TESTO CITATO:

Finalmente Lantau. Il clima ci è avverso e la giornata non è molto differente da quella appena passata. Decidiamo di arrivare fino a Lantau in MTR, per accorciare i tempi e poi da lì salire col bus al tempio di Po Lin, custode della grande statua del Buddha dorato alto trenta metri.
Più si sale e meno si vede. Entriamo letteralmente nella nebbia, al punto che, scesi davanti al tempio (davanti? Dietro? Dov’è il tempio???) ci mettiamo circa dieci minuti ad orientarci. Tuttavia seguendo la massa dei fedeli che si dirigono tutti in un’unica direzione, decidiamo che è quello il percorso da prendere.
L’atmosfera è strana, molto gotica, con la nebbia fitta, il vento e il solo rumore delle bandierine che sventolano quasi invisibili nella foschia. La fila dei fedeli, lenta e composta, supera la biglietteria e sale la lunga scalinata bianca verso il Buddha.
Ma anche ai piedi della scalinata, il Buddha non si vede. Prendiamo il biglietto comprensivo del pasto che per un prezzo di sei euro ci sembra più che buono. Giunti a metà scala, il Buddha non si vede. Dobbiamo attendere gli ultimi gradini per iniziare ad intuire la forma della statua, ma, neppure così vicini, si riesce a percepire il colore né, tantomeno, i lineamenti.
Il vento più si sale più diventa forte e le voci ovattate si mescolano allo stormire degli alberi della foresta che circonda il santuario. Chaoszilla sussurra: “Sarà, ma a me pare Godzilla”. Effettivamente non nego che l’atmosfera e la mastodontica mole della statua dia un effetto simile…tuttavia, nell’avvicinarsi e nel vedere le statue dei Bodhisattva in adorazione del budda, l’atmosfera ha un che di lovecraftiano, diciamo un Dagon…
Completamente inondati d’acqua cerchiamo rifugio nella zona interna del santuario, sotto la statua, dove si trovano numerose tombe ed epitaffi, tra cui anche quella di Anita Mui. Finito il giro usciamo nuovamente nella speranza che il clima sia più felice, ma la situazione non sembra cambiata, anzi, il vento pare essersi alzato ancora di più. Oltre alla misteriosa coincidenza che grazie ad un pino alle spalle di un bodhisattva, ne dona fattezze godzillesche, notiamo una cosa strana: la foresta è circondata da altissime recinzioni di metallo.

ESERCIZIO SCRITTO: Modifica il racconto della visita a Lantau riscrivendone il passo da "L’atmosfera è strana, molto" fino a "verso il Buddha." incluso, con "spettrale" al posto di "gotica".

MATERIALE FORNITO:
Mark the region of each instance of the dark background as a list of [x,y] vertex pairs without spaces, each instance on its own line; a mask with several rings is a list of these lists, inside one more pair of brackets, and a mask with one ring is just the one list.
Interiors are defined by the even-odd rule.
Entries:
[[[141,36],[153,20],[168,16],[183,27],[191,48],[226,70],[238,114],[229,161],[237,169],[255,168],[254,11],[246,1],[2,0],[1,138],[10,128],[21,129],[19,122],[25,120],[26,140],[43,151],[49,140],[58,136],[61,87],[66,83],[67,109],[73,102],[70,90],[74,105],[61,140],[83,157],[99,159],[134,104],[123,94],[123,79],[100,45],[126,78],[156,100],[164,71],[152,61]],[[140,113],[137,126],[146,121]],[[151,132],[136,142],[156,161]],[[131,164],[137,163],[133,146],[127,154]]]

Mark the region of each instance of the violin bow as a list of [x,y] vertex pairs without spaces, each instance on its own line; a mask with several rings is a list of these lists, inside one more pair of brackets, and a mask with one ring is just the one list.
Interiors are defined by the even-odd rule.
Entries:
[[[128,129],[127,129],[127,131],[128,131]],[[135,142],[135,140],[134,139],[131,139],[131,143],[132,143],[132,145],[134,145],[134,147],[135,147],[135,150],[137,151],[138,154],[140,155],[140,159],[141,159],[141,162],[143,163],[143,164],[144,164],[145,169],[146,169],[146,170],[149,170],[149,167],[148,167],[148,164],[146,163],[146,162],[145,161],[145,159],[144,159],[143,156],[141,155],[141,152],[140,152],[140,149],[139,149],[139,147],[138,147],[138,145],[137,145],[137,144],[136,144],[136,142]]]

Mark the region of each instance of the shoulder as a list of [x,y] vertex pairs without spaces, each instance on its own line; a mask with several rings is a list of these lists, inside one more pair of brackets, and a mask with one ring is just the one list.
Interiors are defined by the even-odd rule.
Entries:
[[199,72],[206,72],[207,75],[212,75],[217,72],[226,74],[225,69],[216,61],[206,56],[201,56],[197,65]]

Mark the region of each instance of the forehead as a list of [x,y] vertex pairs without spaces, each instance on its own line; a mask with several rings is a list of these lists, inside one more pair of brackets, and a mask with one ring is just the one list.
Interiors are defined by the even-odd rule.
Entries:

RISPOSTA ALL'ESERCIZIO:
L’atmosfera è strana, molto spettrale, con la nebbia fitta, il vento e il solo rumore delle bandierine che sventolano quasi invisibili nella foschia. La fila dei fedeli, lenta e composta, supera la biglietteria e sale la lunga scalinata bianca verso il Buddha.